[Stated problem] Return every one of the items below word for word, with each line in its original order.

===

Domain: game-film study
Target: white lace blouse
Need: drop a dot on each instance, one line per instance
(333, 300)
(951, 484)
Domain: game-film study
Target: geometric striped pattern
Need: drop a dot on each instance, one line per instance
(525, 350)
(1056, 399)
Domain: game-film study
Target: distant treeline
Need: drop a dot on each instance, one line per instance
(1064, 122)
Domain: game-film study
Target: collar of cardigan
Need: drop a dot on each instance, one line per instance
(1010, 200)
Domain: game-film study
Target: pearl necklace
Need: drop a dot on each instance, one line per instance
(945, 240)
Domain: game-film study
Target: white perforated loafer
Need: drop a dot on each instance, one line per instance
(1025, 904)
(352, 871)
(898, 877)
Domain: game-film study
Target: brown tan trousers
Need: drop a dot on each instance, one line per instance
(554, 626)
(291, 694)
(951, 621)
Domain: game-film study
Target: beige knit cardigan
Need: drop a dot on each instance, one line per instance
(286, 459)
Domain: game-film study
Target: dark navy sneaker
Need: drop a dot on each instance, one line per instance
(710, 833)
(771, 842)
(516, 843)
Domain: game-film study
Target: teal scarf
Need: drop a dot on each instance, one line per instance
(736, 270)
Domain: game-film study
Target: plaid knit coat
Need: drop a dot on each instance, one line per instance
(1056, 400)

===

[Reply to the exercise]
Domain: game-film study
Target: white lace blouse
Need: drop a dot on each instance, one line per instance
(333, 300)
(951, 484)
Domain: game-film study
Target: geometric striped pattern
Need: drop a dot on each instance, one line per instance
(525, 350)
(1056, 399)
Domain: game-film study
Target: distant treeline
Need: drop a dot on each instance, one line per instance
(1064, 122)
Domain: game-film study
Target: collar of cardigan
Need: drop a dot on each instance, one line per instance
(1010, 200)
Domain: game-film study
Target: pearl necklace
Need: drop a dot on each instance, one line per instance
(945, 240)
Domain: game-film study
Target: white perforated loafer
Need: drop a dot on each instance, one line per instance
(1025, 904)
(352, 871)
(898, 877)
Domain: game-film study
Target: brown tan trousers
Need: drop a dot on each instance, one line per instance
(554, 626)
(291, 694)
(951, 621)
Domain: game-film study
Target: beige knit cardigan
Need: drop a dot on each instance, one line per instance
(286, 459)
Domain: game-film study
Target: dark navy sneaker
Need: drop a dot on each instance, one line per instance
(710, 833)
(771, 842)
(516, 843)
Domain: game-film study
Target: teal scarf
Need: drop a dot on each instance, one line per instance
(736, 270)
Domain: game-film study
Target: plaid knit coat
Need: drop a dot on each instance, one line per instance
(1056, 400)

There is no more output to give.